▸ **Provided data**:
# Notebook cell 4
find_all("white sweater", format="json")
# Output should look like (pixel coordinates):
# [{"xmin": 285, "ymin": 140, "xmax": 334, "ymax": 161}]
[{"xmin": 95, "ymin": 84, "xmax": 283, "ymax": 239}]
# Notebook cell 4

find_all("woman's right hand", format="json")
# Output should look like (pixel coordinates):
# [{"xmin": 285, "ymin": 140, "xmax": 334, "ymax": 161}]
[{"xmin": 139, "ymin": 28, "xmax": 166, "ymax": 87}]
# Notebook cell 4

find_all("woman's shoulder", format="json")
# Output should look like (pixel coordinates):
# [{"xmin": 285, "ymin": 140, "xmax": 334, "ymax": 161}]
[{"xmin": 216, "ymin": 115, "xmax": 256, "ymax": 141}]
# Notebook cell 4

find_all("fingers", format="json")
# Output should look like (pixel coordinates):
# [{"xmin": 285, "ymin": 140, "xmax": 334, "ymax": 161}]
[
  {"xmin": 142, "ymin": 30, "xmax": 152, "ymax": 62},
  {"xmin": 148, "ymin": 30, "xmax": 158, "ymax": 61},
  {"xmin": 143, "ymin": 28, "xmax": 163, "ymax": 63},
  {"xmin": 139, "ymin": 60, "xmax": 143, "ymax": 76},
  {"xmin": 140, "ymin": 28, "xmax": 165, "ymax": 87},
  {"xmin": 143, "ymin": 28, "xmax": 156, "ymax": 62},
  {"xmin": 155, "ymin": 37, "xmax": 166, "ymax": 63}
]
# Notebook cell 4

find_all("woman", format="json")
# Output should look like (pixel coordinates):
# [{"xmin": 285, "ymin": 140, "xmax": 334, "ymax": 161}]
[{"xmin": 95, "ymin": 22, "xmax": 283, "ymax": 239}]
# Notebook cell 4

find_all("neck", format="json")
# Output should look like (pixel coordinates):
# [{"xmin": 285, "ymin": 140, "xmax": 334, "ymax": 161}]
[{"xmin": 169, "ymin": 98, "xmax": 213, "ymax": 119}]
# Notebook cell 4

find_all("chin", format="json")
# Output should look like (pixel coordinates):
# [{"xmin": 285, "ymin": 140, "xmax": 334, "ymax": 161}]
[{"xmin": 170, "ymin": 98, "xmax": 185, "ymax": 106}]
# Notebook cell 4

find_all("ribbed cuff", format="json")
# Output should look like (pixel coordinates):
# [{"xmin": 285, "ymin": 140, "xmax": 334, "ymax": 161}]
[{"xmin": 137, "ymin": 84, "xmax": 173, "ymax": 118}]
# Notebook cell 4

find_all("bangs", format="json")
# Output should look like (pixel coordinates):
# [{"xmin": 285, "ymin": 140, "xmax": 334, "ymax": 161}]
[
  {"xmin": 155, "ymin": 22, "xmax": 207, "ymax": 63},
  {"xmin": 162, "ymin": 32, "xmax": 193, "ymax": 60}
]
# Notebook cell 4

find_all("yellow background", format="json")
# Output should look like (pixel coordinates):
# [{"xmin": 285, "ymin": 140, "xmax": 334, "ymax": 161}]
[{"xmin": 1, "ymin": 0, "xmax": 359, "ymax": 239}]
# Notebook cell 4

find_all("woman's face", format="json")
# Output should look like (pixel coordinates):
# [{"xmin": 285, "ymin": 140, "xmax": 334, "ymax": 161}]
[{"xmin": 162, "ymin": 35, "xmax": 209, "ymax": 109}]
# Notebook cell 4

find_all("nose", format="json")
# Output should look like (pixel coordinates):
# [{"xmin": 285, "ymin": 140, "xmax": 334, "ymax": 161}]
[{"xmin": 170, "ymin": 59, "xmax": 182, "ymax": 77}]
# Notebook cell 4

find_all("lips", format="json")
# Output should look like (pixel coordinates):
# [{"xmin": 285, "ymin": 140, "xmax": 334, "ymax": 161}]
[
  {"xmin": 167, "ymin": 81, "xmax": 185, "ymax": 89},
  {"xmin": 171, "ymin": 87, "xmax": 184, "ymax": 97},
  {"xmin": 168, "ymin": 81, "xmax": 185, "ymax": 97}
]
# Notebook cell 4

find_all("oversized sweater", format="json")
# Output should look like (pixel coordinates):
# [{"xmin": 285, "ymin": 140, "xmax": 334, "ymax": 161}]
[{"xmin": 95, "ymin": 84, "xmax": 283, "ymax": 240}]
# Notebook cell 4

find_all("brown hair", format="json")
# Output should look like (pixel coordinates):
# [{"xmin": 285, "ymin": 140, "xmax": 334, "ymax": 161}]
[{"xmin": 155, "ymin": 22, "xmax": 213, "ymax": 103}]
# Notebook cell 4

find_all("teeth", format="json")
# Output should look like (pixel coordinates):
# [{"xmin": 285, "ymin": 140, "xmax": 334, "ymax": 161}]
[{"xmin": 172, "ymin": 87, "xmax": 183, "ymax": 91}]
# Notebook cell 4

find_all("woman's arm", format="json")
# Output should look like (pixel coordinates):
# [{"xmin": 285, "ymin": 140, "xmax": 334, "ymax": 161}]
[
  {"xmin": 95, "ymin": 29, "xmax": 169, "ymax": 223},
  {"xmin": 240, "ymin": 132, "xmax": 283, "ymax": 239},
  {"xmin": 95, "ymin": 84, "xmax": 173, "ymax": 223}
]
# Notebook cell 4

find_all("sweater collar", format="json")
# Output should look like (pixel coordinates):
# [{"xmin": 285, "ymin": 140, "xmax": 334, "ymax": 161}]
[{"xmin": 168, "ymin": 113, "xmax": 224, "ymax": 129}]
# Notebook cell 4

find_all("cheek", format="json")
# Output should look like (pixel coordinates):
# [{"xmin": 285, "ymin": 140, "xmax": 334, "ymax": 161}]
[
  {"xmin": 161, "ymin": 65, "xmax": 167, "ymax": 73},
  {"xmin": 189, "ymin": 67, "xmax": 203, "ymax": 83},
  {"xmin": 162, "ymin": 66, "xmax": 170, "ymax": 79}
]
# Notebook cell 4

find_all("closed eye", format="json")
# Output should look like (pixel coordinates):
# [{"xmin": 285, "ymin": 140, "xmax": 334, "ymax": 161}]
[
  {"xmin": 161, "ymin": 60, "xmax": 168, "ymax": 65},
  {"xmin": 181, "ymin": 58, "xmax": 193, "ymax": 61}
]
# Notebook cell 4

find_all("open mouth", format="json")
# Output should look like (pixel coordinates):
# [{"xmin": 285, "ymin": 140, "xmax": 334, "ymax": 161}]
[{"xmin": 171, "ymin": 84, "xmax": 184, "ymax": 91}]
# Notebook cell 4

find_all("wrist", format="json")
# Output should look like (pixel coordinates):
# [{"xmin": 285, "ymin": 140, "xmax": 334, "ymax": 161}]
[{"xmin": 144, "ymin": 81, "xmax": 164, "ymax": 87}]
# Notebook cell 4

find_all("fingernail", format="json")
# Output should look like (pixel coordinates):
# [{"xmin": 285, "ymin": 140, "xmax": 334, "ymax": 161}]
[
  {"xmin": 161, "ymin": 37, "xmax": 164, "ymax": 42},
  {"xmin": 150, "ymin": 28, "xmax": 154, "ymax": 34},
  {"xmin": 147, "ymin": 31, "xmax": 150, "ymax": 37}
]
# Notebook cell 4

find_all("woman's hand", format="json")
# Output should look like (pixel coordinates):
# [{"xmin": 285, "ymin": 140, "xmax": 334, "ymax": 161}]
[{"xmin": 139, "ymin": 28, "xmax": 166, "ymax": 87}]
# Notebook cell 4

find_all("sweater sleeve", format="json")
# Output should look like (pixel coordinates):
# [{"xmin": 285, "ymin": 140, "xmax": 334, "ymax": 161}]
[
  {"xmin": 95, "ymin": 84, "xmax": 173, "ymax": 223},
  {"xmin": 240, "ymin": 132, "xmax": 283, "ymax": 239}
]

▸ **How to complete this task**:
For each line above that includes "hand", make a copy.

▸ **Solution to the problem**:
find_all("woman's right hand", format="json")
find_all("woman's hand", format="json")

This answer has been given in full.